MATERIAL PROVIDED START

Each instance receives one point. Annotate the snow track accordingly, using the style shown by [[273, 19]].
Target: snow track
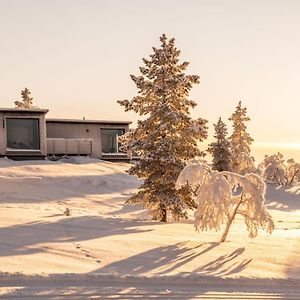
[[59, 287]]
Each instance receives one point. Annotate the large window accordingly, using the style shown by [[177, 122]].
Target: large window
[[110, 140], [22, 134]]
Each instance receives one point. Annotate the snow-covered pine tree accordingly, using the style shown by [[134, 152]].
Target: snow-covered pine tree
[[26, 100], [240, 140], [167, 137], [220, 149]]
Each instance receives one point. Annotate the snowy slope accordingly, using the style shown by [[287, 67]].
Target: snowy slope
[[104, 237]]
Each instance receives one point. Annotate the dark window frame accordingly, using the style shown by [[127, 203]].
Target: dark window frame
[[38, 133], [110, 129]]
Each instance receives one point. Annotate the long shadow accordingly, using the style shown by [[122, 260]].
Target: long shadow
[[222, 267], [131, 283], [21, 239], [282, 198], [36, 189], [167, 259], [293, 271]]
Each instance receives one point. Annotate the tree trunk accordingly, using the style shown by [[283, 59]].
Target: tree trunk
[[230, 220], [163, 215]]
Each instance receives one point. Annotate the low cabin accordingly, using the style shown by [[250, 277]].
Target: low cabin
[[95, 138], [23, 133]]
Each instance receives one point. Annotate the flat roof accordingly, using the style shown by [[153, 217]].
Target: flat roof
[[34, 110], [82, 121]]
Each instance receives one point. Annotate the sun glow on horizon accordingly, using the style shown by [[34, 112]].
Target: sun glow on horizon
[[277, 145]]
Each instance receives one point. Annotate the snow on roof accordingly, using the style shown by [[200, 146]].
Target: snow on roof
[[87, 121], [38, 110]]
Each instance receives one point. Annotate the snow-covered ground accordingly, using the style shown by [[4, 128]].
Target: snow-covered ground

MATERIAL PROVIDED END
MATERIAL PROVIDED START

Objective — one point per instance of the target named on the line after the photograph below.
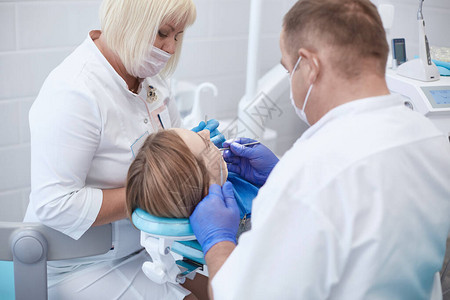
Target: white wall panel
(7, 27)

MATERIAL PROVIDED END
MATERIAL PROVIDED START

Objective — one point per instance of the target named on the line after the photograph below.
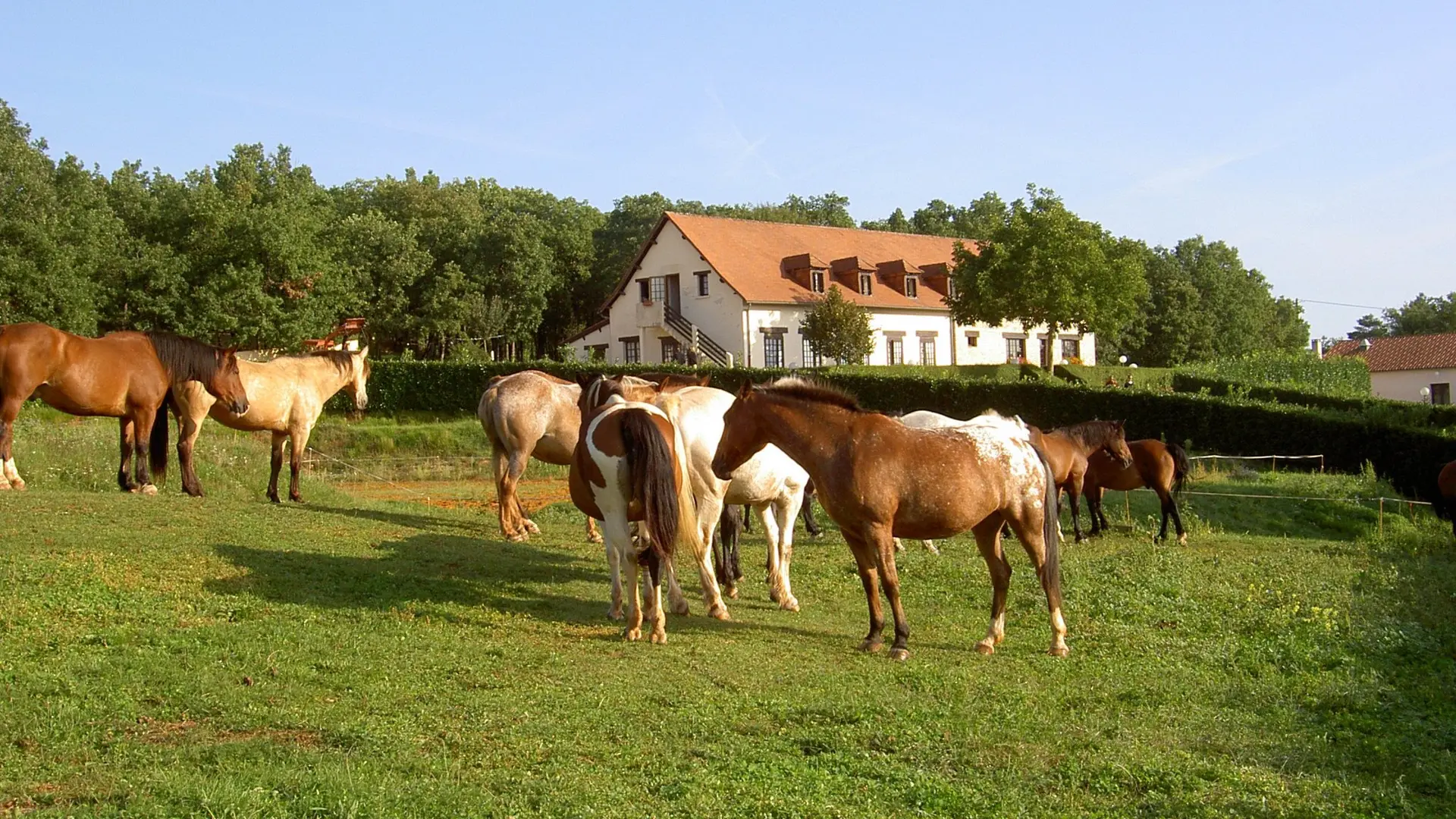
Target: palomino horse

MATERIAL PROVIDED END

**EXERCISE DETAILS**
The line above containing "Target: long shadow", the line containing "Target: snow-covered ground", and every line between them are to be transcribed exactly; no other line is wanted.

**WRITTEN REPLY**
Target: long shadow
[[222, 267], [131, 283], [21, 239], [282, 198], [36, 189], [167, 259], [293, 271]]
Each instance receives one point. Annotate the tree trunk accordingly, using the style shown by [[283, 59]].
Target: tree trunk
[[230, 220], [163, 215]]
Each instance receives one point. Annotate the low cabin accordingly, using the style shown by [[250, 277]].
Target: low cabin
[[95, 138], [23, 133]]
Each instance receives one point. Annotate the flat roof accordingly, using the style shown by [[153, 217]].
Target: flat roof
[[34, 110], [82, 121]]
Each instance receives one point. Annotate the sun glow on horizon accordingly, using the style shown by [[34, 112]].
Target: sun glow on horizon
[[277, 145]]
Each instance receives one point. Annotate the snow on roof accordingly, using the style shown by [[200, 146]].
Target: snow on roof
[[87, 121], [38, 110]]
Each instance receives one point. Annotate the snow-covered ground accordingly, using the style shown by [[4, 128]].
Target: snow-covered ground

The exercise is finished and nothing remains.